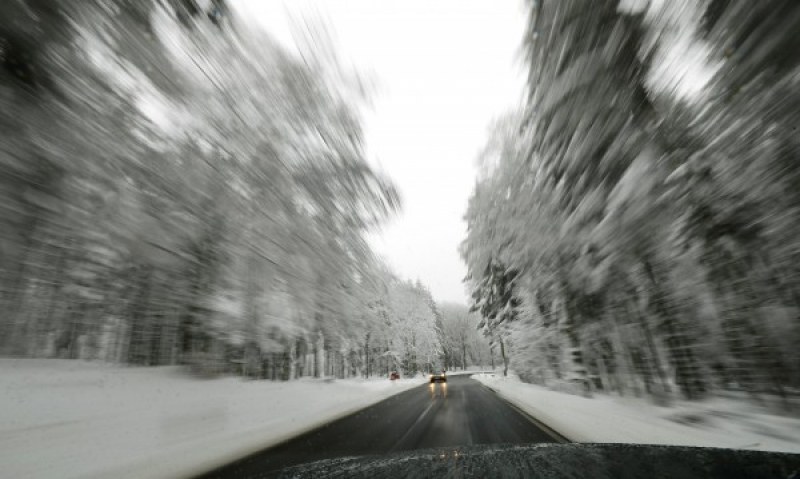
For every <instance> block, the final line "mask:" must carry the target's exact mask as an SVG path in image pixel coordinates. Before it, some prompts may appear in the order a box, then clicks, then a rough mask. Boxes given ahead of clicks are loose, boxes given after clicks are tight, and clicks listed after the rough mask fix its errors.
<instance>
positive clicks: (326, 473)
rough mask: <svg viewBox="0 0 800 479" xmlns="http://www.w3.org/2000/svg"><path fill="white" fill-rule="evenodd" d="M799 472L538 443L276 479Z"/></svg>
mask: <svg viewBox="0 0 800 479" xmlns="http://www.w3.org/2000/svg"><path fill="white" fill-rule="evenodd" d="M798 470H800V454H784V453H771V452H763V451H746V450H732V449H716V448H696V447H682V446H646V445H630V444H543V445H530V446H519V445H514V446H510V445H509V446H502V445H501V446H496V445H493V446H470V447H450V448H440V449H428V450H421V451H412V452H408V453H403V454H392V455H387V456H365V457H358V458H342V459H331V460H324V461H318V462H314V463H310V464H304V465H301V466H296V467H292V468H289V469H285V470H284V471H282V472H281V473H280V474H279V475H278V477H282V478H345V477H347V478H351V477H355V478H361V477H363V478H395V477H408V478H415V477H452V478H470V477H476V478H483V477H487V478H488V477H491V478H591V479H605V478H609V479H612V478H613V479H619V478H640V477H641V478H686V479H691V478H717V477H718V478H725V479H731V478H762V477H763V478H780V479H785V478H789V477H792V475H793V474H794V473H795V472H796V471H798ZM271 475H272V474H265V475H264V477H268V476H271ZM798 477H799V478H800V476H798Z"/></svg>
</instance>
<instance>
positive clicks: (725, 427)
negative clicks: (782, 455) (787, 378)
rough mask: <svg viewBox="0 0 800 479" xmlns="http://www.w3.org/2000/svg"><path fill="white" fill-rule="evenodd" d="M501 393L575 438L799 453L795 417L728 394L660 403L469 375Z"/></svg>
mask: <svg viewBox="0 0 800 479" xmlns="http://www.w3.org/2000/svg"><path fill="white" fill-rule="evenodd" d="M473 378H474V379H477V380H478V381H481V382H482V383H484V384H485V385H487V386H489V387H490V388H492V389H494V390H495V391H496V392H497V393H498V394H499V395H500V396H501V397H502V398H504V399H505V400H507V401H509V402H511V403H512V404H514V405H516V406H517V407H519V408H520V409H522V410H523V411H525V412H527V413H528V414H530V415H531V416H533V417H535V418H536V419H538V420H539V421H541V422H543V423H544V424H546V425H547V426H549V427H551V428H553V429H555V430H556V431H558V432H559V433H561V434H563V435H564V436H566V437H567V438H568V439H570V440H572V441H576V442H598V443H615V442H618V443H638V444H666V445H686V446H709V447H728V448H736V449H754V450H766V451H781V452H793V453H800V419H798V418H796V417H787V416H778V415H775V414H773V413H771V412H770V411H768V410H766V409H765V408H762V407H758V406H756V405H753V404H750V403H747V402H743V401H734V400H729V399H709V400H707V401H702V402H686V401H682V402H678V403H676V404H674V405H673V407H659V406H655V405H653V404H652V403H651V402H649V401H647V400H646V399H638V398H630V397H612V396H607V395H602V394H596V395H595V397H593V398H585V397H581V396H575V395H571V394H565V393H560V392H555V391H551V390H549V389H546V388H543V387H540V386H536V385H533V384H525V383H522V382H520V381H519V378H517V377H516V376H513V375H510V376H509V377H508V378H505V379H504V378H503V377H502V376H500V375H495V374H491V375H477V374H476V375H474V376H473Z"/></svg>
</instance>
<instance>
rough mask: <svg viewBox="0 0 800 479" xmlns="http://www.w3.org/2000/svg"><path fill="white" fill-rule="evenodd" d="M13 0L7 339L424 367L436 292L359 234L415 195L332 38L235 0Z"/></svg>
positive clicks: (197, 354)
mask: <svg viewBox="0 0 800 479" xmlns="http://www.w3.org/2000/svg"><path fill="white" fill-rule="evenodd" d="M0 17H2V18H3V19H4V20H3V24H2V25H0V62H1V63H2V68H0V124H2V128H1V129H0V224H1V226H0V308H2V311H3V314H2V316H0V353H2V354H4V355H13V356H27V357H58V358H84V359H101V360H107V361H115V362H122V363H128V364H138V365H163V364H187V365H190V366H192V367H193V368H195V369H197V370H198V371H201V372H203V373H220V372H226V371H227V372H238V373H241V374H245V375H248V376H253V377H266V378H273V379H276V378H281V379H289V378H294V377H298V376H302V375H314V376H330V375H335V376H338V377H343V376H350V375H355V374H364V375H367V376H369V375H374V374H386V373H388V371H389V370H390V369H395V368H401V369H402V370H404V371H405V372H407V373H413V372H415V371H419V370H423V369H425V368H427V367H430V363H432V361H433V358H434V357H435V356H436V355H438V354H439V353H440V345H439V341H438V336H437V334H436V324H435V320H436V316H435V310H436V306H435V303H434V302H433V299H432V298H431V297H430V294H429V293H428V292H427V290H425V288H424V287H422V286H421V285H413V284H407V283H403V282H402V281H399V280H398V279H397V278H395V277H394V276H393V275H392V274H391V272H389V271H387V270H386V268H385V267H384V266H383V265H382V264H381V263H380V261H379V260H378V259H376V258H375V257H374V255H373V253H372V251H371V250H370V248H369V247H368V245H367V243H366V242H365V239H364V234H365V233H366V232H367V231H369V230H370V229H371V228H374V227H376V226H378V225H379V224H380V223H381V222H382V221H383V220H384V219H385V218H387V217H388V216H389V215H390V214H391V213H393V212H394V211H395V210H396V209H397V208H398V207H399V205H400V200H399V197H398V194H397V192H396V191H395V188H394V187H393V185H392V184H391V182H389V181H388V180H387V179H385V178H383V177H382V176H381V175H380V174H378V173H376V172H375V171H373V170H372V169H371V168H370V167H369V166H368V164H367V162H366V160H365V156H364V147H363V144H362V131H361V120H360V117H359V111H360V110H359V108H360V106H361V105H362V104H363V102H364V100H365V99H366V92H365V88H364V86H363V84H362V83H361V82H360V80H359V79H358V77H357V76H356V75H354V74H353V73H352V72H349V71H347V70H346V69H345V68H344V67H342V66H341V63H340V62H339V61H338V60H337V58H336V57H335V55H334V54H333V53H332V52H331V49H330V48H322V47H320V48H311V49H310V51H304V52H301V53H302V55H299V56H298V55H293V54H291V53H289V52H287V51H285V50H284V49H283V48H281V47H280V46H279V45H277V44H276V43H275V42H274V41H273V40H272V39H271V38H270V37H268V36H267V35H266V34H264V33H263V32H261V31H259V30H256V29H253V28H250V27H249V26H248V25H246V24H244V23H243V22H241V21H237V18H236V16H235V12H233V11H231V10H230V9H229V8H228V7H227V4H226V3H225V2H224V1H223V0H212V1H208V2H195V1H194V0H152V1H141V0H87V1H80V2H60V1H57V0H11V1H6V2H2V4H1V5H0ZM312 47H313V45H312Z"/></svg>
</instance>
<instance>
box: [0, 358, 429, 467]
mask: <svg viewBox="0 0 800 479" xmlns="http://www.w3.org/2000/svg"><path fill="white" fill-rule="evenodd" d="M424 381H425V378H419V379H401V380H399V381H394V382H391V381H389V380H388V379H385V378H384V379H380V380H357V379H353V380H334V381H325V380H314V379H304V380H298V381H291V382H270V381H246V380H243V379H241V378H233V377H227V378H220V379H213V380H201V379H194V378H191V377H187V376H186V375H184V374H183V373H181V372H180V371H179V370H178V369H177V368H172V367H166V368H124V367H117V366H110V365H105V364H97V363H88V362H82V361H62V360H35V359H0V476H3V477H14V478H27V477H36V478H42V477H53V478H69V477H136V478H144V477H175V476H191V475H193V474H197V473H199V472H202V471H204V470H207V469H210V468H213V467H214V466H215V465H218V464H223V463H225V462H230V461H232V460H235V459H236V458H238V457H241V456H243V455H246V454H248V453H249V452H255V451H258V450H260V449H262V448H264V447H266V446H269V445H272V444H276V443H278V442H281V441H282V440H284V439H287V438H289V437H292V436H295V435H297V434H299V433H301V432H304V431H307V430H309V429H313V428H314V427H316V426H318V425H321V424H324V423H326V422H329V421H331V420H333V419H336V418H338V417H342V416H344V415H347V414H349V413H352V412H355V411H357V410H359V409H361V408H363V407H366V406H368V405H370V404H373V403H376V402H378V401H380V400H382V399H385V398H387V397H389V396H391V395H393V394H396V393H398V392H401V391H404V390H407V389H409V388H412V387H414V386H417V385H419V384H421V383H422V382H424Z"/></svg>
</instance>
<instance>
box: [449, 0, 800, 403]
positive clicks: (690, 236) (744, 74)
mask: <svg viewBox="0 0 800 479" xmlns="http://www.w3.org/2000/svg"><path fill="white" fill-rule="evenodd" d="M528 8H529V11H530V17H529V22H528V26H527V31H526V35H525V38H524V51H525V62H526V65H527V67H528V84H527V86H528V96H527V101H526V102H525V105H524V107H523V108H521V109H520V110H519V111H515V112H512V113H509V114H508V115H507V116H505V117H503V118H501V119H499V120H498V121H497V122H496V123H495V125H494V126H493V129H492V132H493V133H492V137H491V139H490V141H489V142H488V144H487V145H486V147H485V149H484V151H483V152H482V154H481V156H480V159H479V167H480V179H479V181H478V183H477V185H476V186H475V189H474V192H473V195H472V197H471V200H470V203H469V208H468V212H467V221H468V236H467V238H466V240H465V241H464V243H463V245H462V255H463V257H464V259H465V261H466V262H467V264H468V269H469V277H468V282H469V284H470V285H471V287H472V289H473V292H474V294H473V298H474V303H475V304H474V307H473V309H475V310H478V311H480V312H481V314H482V316H483V318H484V319H483V320H482V321H481V326H482V327H483V329H484V330H486V331H487V334H490V335H491V336H492V337H493V340H494V341H495V342H503V341H504V342H505V343H506V344H507V345H508V344H510V345H511V349H512V351H513V352H512V354H511V361H512V366H513V367H514V368H515V369H516V371H517V372H518V373H519V374H520V375H521V376H522V377H523V379H525V380H527V381H530V382H536V383H540V384H548V385H553V386H559V387H564V388H571V389H572V390H577V391H583V392H585V393H590V391H591V390H594V389H599V390H605V391H615V392H619V393H625V394H636V395H641V394H647V395H651V396H653V397H656V398H665V399H666V398H669V397H672V396H674V395H676V394H678V393H680V394H682V395H683V396H685V397H687V398H701V397H704V396H706V395H708V394H710V393H719V392H721V391H733V390H736V391H740V392H745V393H747V394H750V395H753V396H754V397H759V396H761V395H764V394H770V395H772V394H777V395H780V396H782V397H783V398H787V397H789V396H790V394H796V393H797V391H798V389H799V388H800V348H798V344H800V309H799V307H800V276H799V275H798V273H800V269H799V268H800V266H799V265H800V229H799V228H798V226H800V221H798V220H799V219H800V217H799V216H798V214H799V213H800V195H798V193H800V168H799V165H800V158H798V154H799V153H800V135H798V131H797V127H798V120H800V114H799V113H798V112H800V108H798V106H800V105H799V104H798V102H800V88H799V87H800V85H798V83H799V82H800V75H798V72H799V71H800V70H798V60H800V36H798V35H797V32H798V31H800V4H798V3H797V2H794V1H792V0H785V1H784V0H770V1H763V2H762V1H760V2H749V1H746V0H710V1H704V2H694V1H689V0H685V1H683V0H682V1H678V2H661V3H660V2H635V1H625V2H617V1H615V0H598V1H592V2H585V1H581V0H564V1H560V0H559V1H556V0H538V1H534V0H531V1H529V2H528ZM687 65H688V66H687ZM698 85H699V86H698ZM785 405H787V406H788V405H789V402H788V399H787V402H786V403H785Z"/></svg>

▶ **WORK REQUEST**
Could you print, word for word, every line from the start of the records through the line containing "positive clicks: (326, 473)", inclusive, leaving the pictures out?

▶ **SOLUTION TO THE PROBLEM**
For every <instance> block, the final line "mask:" must carry the target's exact mask as an SVG path in image pixel coordinates. Before it, some prompts may appear in the order a box, then clicks, then a rough mask. Boxes given ahead of clicks are loose, boxes given after clicks are tight, and clicks listed after the rough mask fix its errors.
<instance>
positive clicks: (326, 473)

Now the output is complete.